*PAGE TEXT:*
# Forktenders  Christmas light contest voting thread. (Please vote in this thread)



## forktender (Dec 26, 2021)

Please, start your post with "My Vote Goes Too".

Here is the contest thread in case you missed it.





						Lets see'um. post up a photo of your outside Christmas lights.
					

Post'um up, and we'll vote on the best setup, the person that gets the most votes at the by Christmas Eve will win a little gift package supplied and sent by me.  No cheating please...I'll start, ok here's mine.    Kidding, of course, we don't put up lights any longer...




					www.smokingmeatforums.com
				




Voting will close when I regain conciseness on New Year's Day.


Merry Christmas, everyone, and thanks for playing.

Point-per-instance localization data

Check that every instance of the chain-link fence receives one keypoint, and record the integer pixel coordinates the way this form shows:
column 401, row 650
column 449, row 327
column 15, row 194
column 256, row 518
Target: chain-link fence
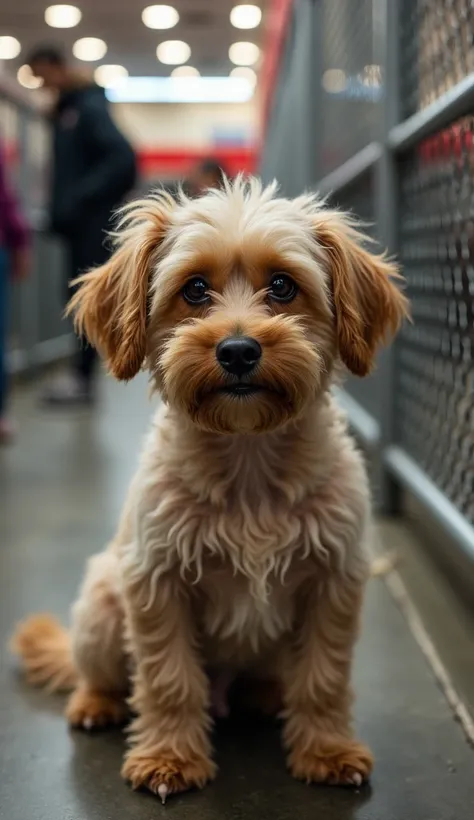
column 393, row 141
==
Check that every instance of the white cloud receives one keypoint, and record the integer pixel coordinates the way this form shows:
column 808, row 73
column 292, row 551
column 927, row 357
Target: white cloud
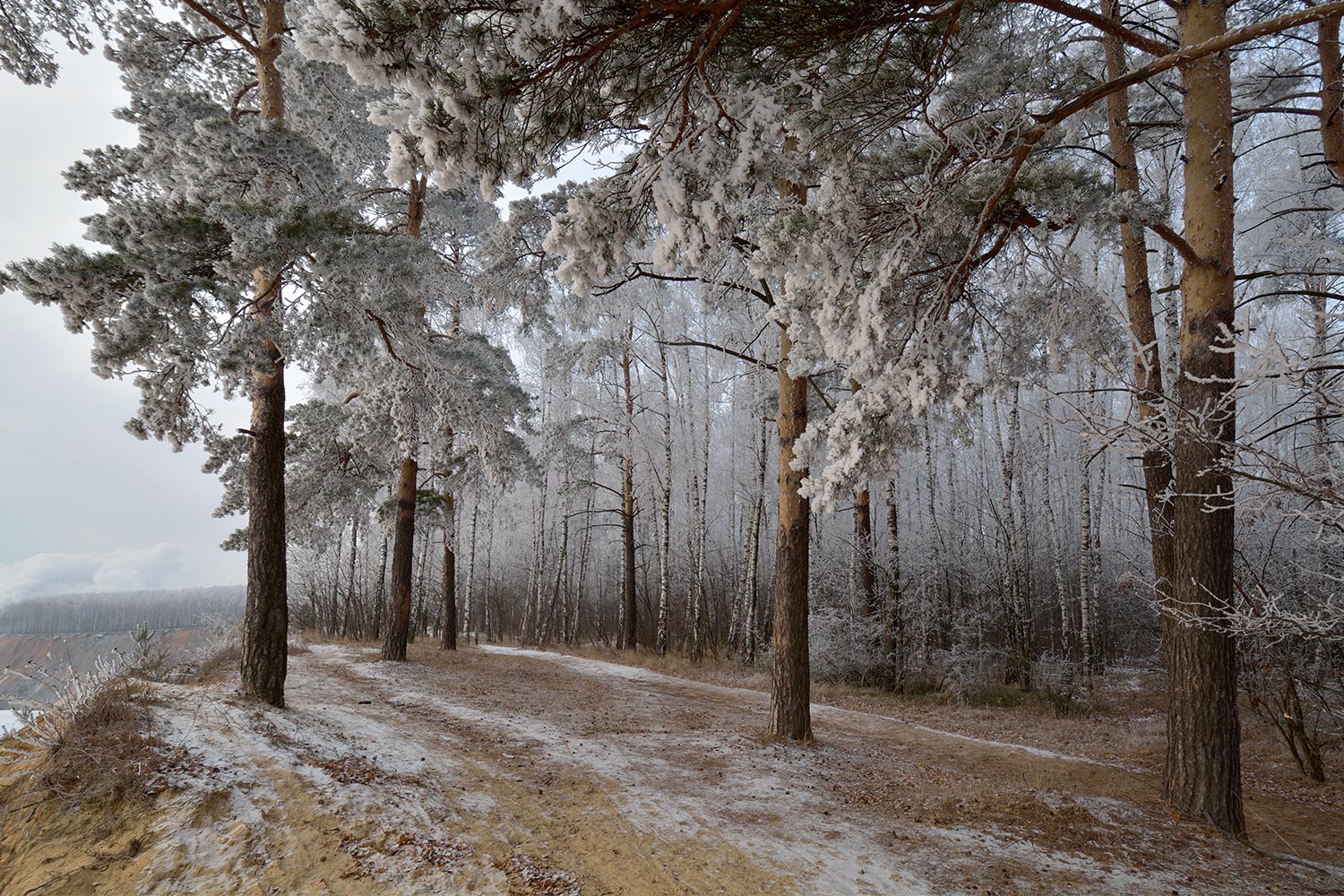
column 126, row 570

*PROBLEM 1:* List every specific date or named day in the voting thread that marks when something happened or will happen.
*PROBLEM 2:* Output the voting thread text between "## forktender (Dec" and "outside Christmas lights.", inclusive.
The items have no connection to the voting thread.

*EXPECTED ANSWER 1:*
Dec 26, 2021
Christmas Eve
New Year's Day

*EXPECTED ANSWER 2:*
## forktender (Dec 26, 2021)

Please, start your post with "My Vote Goes Too".

Here is the contest thread in case you missed it.





						Lets see'um. post up a photo of your outside Christmas lights.